What is being asked: Please rewrite everything in the listing below, from the line containing "Might I ask you to indicate the chimney" down to the end of the listing, as a JSON list of strings with one string per line and blank lines left out.

Data provided:
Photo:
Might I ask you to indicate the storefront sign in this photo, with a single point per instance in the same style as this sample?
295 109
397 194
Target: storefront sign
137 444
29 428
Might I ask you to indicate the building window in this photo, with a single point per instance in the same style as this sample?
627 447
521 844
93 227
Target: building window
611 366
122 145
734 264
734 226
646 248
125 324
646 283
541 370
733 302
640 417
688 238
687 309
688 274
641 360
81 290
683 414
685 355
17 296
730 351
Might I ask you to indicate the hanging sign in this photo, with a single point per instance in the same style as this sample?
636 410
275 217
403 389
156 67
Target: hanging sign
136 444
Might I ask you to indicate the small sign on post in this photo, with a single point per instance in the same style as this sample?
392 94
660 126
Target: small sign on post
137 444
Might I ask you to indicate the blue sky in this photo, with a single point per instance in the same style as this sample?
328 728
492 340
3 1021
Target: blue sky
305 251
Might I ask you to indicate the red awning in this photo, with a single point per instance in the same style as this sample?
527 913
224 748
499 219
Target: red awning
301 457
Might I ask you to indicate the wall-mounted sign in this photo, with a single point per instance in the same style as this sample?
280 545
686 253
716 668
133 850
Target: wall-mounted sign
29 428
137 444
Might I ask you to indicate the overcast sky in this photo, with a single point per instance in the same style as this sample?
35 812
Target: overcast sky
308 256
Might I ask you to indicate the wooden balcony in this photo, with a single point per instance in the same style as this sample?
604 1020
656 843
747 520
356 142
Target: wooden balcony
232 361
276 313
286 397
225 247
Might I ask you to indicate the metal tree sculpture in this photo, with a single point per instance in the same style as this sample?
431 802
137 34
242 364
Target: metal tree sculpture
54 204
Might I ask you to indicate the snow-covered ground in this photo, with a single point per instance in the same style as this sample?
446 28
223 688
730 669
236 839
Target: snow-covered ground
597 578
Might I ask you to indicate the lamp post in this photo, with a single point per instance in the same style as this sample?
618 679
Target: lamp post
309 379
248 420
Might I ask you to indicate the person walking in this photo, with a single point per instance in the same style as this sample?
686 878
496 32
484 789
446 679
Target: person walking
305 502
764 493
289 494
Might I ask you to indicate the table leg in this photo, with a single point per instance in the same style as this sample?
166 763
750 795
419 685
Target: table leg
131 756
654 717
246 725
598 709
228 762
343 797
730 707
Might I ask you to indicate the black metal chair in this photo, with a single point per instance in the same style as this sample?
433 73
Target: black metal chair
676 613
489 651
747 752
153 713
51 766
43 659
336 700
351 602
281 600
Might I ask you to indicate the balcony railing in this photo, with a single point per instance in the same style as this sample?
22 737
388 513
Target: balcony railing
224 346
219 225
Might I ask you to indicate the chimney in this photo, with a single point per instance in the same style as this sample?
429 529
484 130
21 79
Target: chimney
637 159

Task answer:
[
  "Might I ask you to indicate the chimney in this photo, with a single point per instance in the same style as this sample?",
  "429 529",
  "484 130",
  "21 79",
  "Target: chimney",
  "637 159"
]